Son chum et son père ont « essayé fort » de convaincre Meaghan Benfeito de poursuivre sa carrière de plongeuse. Allez, trois petites années jusqu’aux Jeux olympiques de Paris en 2024… « Ils aiment tellement me voir plonger. »

D’un autre côté, sa mère comprenait l’usure qu’elle pouvait ressentir après 25 années dans le sport, les 17 dernières au plus haut niveau.

« Elle savait à quel point j’avais mal au corps, que j’étais fatiguée physiquement et mentalement. »

Au téléphone, mercredi matin, Benfeito était manifestement sereine de tirer un trait sur le sport de haut niveau. Elle venait de se confier au micro de sa meilleure amie Roseline Filion, chroniqueuse aux sports à Tout un matin, l’émission matinale d’ICI Radio-Canada Première.

L’entrevue s’est déroulée à l’image de son parcours : dans la bonne humeur, avec un grand sourire. Benfeito n’a craqué (un peu) qu’à la fin, quand Filion l’a félicitée.

« Il n’y a qu’elle pour me faire pleurer ! », a lancé Benfeito après la fin de l’émission. Assise à ses côtés, Filion riait.

« Elle comprend ce que je vis. Je suis vraiment en paix avec ma décision. Je suis fière de mon parcours, de ma carrière, de ce que j’ai accompli. C’est pour ça que je suis capable de ne pas pleurer, de rire. J’ai assez pleuré durant ma carrière ! »

Les deux dernières années ont été particulièrement difficiles avec la pandémie, l’incendie de son condo, une blessure chronique à un coude, la mort de ses deux grands-mères et d’un grand-père.

À quatre semaines du début des Jeux olympiques de Tokyo, sa nouvelle partenaire de synchro Caeli McKay s’est déchiré des ligaments dans une cheville. Le duo canadien a terminé au pied du podium.

Quelques jours plus tard, Benfeito a manqué la finale individuelle à la plateforme par un seul rang. En pleurs, elle avait refusé de spéculer sur son avenir immédiat et la possibilité de disputer une dernière saison.

Elle avait vu Alexandre Despatie et Émilie Heymans se retirer avant elle. Et surtout Roseline Filion, qui a tiré sa révérence après les Jeux de Rio, où la paire canadienne a remporté le bronze. Sa complice de toujours lui a donné un seul conseil : surtout, ne te presse pas.

Décision réfléchie

Benfeito a donc attendu le dévoilement de l’équipe nationale et les championnats canadiens disputés cette fin de semaine en Saskatchewan pour annoncer sa décision mûrement réfléchie.

« Comme tout athlète, on ne veut pas terminer sur une mauvaise note. Je voulais une finale aux Jeux, je voulais une médaille. Mais c’était important de prendre le temps pour savoir exactement ce que je voulais. Puis les principales compétitions ont été reportées ou annulées. L’entraînement ne me manquait pas tant que ça. »

ITEMS DE DONNÉES:
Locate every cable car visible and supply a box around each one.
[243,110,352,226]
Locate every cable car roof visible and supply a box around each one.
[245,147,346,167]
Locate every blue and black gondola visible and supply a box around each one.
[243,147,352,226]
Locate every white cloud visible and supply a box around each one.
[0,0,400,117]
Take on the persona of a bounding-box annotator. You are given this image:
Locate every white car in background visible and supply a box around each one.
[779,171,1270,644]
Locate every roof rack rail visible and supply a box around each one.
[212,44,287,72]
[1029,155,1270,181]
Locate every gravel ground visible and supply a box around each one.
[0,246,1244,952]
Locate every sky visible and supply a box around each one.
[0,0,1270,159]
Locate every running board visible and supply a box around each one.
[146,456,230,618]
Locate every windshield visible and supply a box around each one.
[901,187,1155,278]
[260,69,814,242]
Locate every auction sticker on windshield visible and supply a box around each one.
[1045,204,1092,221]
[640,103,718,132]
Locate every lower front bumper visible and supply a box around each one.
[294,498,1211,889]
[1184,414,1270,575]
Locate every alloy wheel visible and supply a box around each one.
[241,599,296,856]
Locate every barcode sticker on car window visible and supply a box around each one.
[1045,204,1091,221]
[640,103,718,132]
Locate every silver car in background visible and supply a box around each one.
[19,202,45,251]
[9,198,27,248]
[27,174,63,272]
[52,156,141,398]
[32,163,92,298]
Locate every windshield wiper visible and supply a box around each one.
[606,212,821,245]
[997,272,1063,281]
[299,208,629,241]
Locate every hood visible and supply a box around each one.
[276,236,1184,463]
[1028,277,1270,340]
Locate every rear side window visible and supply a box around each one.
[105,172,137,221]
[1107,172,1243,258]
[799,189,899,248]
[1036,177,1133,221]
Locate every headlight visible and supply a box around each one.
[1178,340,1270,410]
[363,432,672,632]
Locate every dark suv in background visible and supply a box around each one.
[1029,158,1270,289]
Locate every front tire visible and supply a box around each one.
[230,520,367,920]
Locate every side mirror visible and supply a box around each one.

TRAVAIL À EFFECTUER:
A – Traduisez en anglais cette phrase de l'article sur Meaghan Benfeito : « D'un autre côté, sa mère comprenait l'usure qu'elle pouvait ressentir après 25 années dans le sport, les 17 dernières au plus haut niveau. »
B – Répondez brièvement aux questions suivantes d'après l'article sur Meaghan Benfeito.
(i) Quel est le nom de l'émission matinale au micro de laquelle Benfeito s'est confiée ?
(ii) Quelle blessure Caeli McKay a-t-elle subie à quatre semaines du début des Jeux olympiques de Tokyo ?
(iii) Dans quelle province les championnats canadiens de cette fin de semaine ont-ils été disputés ?
C – Poursuivez l'article sur Meaghan Benfeito à partir de sa dernière phrase.

RÉPONSES PAR CONSIGNE:
A – On the other hand, her mother understood the wear and tear she could feel after 25 years in the sport, the last 17 at the highest level.

B –
(i) Tout un matin, sur ICI Radio-Canada Première.
(ii) Elle s'est déchiré des ligaments dans une cheville.
(iii) En Saskatchewan.

C –
J’ai fait le tour de ce que j’avais à accomplir. C’était vraiment le temps pour moi d’accrocher mon maillot.

Meaghan Benfeito

Même si elle plongeait pratiquement à temps plein depuis un quart de siècle, Benfeito ne saute pas dans le vide. Depuis janvier, elle est éducatrice dans un centre de la petite enfance avec sa petite sœur Chelsea. Celle-ci a une jumelle, Alicia, qui travaille dans un autre CPE.

« Mes sœurs sont bien excitées par ma retraite ! Parce que le prochain objectif, le prochain rêve, est d’ouvrir une garderie en milieu familial à trois. On travaille là-dessus. »

Participante à quatre présentations des Jeux olympiques, Benfeito y a remporté trois médailles de bronze. Seule Heymans, qui a été une inspiration, a fait mieux au Canada avec quatre podiums. Médaillée individuelle à Rio, son plus haut fait d’armes, la Montréalaise sera associée pour toujours à Roseline Filion, avec qui elle s’est fait connaître en gagnant le bronze aux Championnats du monde de Montréal en 2005.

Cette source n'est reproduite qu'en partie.